● **What you have to do**
Reproduce the data below word for word, leaving out the pictures.

Excerpts from point annotation data
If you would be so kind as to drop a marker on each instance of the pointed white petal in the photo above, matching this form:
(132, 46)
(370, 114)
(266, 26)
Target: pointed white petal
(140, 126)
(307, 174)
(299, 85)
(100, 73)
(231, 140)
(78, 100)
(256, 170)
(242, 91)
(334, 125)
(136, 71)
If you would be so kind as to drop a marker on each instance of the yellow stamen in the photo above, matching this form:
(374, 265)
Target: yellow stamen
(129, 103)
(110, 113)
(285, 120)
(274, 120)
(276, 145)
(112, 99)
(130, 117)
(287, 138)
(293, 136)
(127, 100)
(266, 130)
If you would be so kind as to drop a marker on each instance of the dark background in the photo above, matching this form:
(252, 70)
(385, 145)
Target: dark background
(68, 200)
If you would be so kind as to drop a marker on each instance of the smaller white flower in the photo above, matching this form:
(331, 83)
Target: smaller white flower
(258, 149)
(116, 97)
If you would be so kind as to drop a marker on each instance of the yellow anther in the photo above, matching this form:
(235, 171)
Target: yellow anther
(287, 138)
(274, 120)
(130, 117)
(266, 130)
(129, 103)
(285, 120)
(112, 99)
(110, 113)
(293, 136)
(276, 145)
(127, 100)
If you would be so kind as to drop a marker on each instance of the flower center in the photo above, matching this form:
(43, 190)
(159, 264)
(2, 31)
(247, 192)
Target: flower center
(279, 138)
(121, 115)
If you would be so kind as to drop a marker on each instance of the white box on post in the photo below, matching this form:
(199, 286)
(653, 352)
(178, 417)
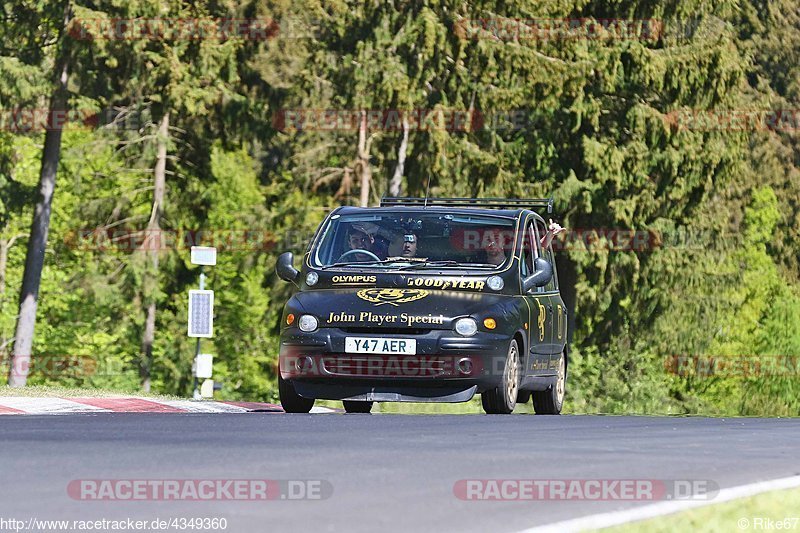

● **Exercise solution**
If you would be so kind as to drop a marker on each instance of the pointed white petal in the photo above, matching this form:
(132, 46)
(370, 114)
(266, 26)
Target: pointed white petal
(140, 126)
(307, 174)
(299, 85)
(100, 73)
(231, 140)
(78, 100)
(256, 170)
(242, 91)
(334, 125)
(136, 71)
If you would be so kind as to drop a marker on each instance of the yellow stamen in the photo above, matching this form:
(374, 265)
Target: yellow stamen
(129, 103)
(110, 113)
(285, 120)
(274, 120)
(276, 145)
(112, 99)
(130, 117)
(287, 138)
(293, 136)
(127, 100)
(266, 130)
If you would be so kind as to drop a marker on each instance of the dark background in the photo above, matching this form:
(252, 70)
(385, 145)
Target: dark background
(68, 200)
If you would be so kind as to drop a marker on each instance of the smaller white flower in the photo above, matching this form:
(331, 83)
Target: smaller white flower
(258, 149)
(116, 97)
If you would be so kind as to drop a marker on each instance of the yellow anther in the photo above, matching this form:
(235, 171)
Target: yellow anther
(287, 138)
(274, 120)
(130, 117)
(266, 130)
(129, 103)
(285, 120)
(112, 99)
(110, 113)
(293, 136)
(276, 145)
(127, 100)
If you would be so kind as to drop a marker on each instance of the flower center in the photo above, matching this form:
(43, 190)
(159, 264)
(2, 31)
(247, 192)
Target: flower center
(279, 138)
(121, 115)
If you would be so kind as to drop a marker on each instance of the white box on post in the photo below, matching this form:
(199, 286)
(653, 352)
(178, 417)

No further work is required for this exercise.